++++ DATASET RECORDS ++++

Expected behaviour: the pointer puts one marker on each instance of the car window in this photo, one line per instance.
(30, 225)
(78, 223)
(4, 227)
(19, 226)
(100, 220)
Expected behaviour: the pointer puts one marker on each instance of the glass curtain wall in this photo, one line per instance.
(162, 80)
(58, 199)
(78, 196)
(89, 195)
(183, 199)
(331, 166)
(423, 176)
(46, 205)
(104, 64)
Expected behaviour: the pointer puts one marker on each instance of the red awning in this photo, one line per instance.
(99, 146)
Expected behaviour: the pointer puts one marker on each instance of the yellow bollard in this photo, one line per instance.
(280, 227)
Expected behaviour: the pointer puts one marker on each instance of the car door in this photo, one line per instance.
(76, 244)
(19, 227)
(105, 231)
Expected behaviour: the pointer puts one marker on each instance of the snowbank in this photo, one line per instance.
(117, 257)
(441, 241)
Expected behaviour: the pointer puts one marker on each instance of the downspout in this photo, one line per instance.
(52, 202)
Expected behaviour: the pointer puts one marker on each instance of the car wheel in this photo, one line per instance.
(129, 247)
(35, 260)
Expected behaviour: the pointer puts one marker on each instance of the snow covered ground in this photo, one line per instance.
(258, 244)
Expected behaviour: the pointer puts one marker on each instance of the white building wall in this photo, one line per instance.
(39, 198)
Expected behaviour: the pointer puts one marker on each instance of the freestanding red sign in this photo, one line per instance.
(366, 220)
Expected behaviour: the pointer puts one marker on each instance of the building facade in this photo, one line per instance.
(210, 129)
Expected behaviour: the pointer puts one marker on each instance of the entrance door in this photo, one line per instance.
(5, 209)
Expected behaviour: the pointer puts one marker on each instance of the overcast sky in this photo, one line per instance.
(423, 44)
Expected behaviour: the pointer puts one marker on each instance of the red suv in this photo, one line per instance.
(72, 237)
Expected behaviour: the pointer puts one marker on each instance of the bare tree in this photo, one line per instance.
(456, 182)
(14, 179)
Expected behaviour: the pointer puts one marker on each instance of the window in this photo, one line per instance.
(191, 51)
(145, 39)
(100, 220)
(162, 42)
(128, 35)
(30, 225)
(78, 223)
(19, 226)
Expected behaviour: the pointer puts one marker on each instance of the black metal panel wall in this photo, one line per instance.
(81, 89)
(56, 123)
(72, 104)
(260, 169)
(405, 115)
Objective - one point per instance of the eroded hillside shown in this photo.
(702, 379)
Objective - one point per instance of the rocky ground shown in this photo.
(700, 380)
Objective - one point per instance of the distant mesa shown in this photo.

++++

THE EXERCISE: Scale everything from the line containing "Objective - one point per instance of the eroded" down to the end of the listing, both ends included. Give those lines again, requests included, with each point coordinate multiplied by 2.55 and rounded to a whole number, halves rounded up.

THE COMPLETED TASK:
Objective - one point per instance of the eroded hillside shown in this photo.
(1790, 966)
Objective - one point per instance of the rocky ground shown in this photo.
(1785, 969)
Objective - one point per instance of the distant mesa shown in this photo.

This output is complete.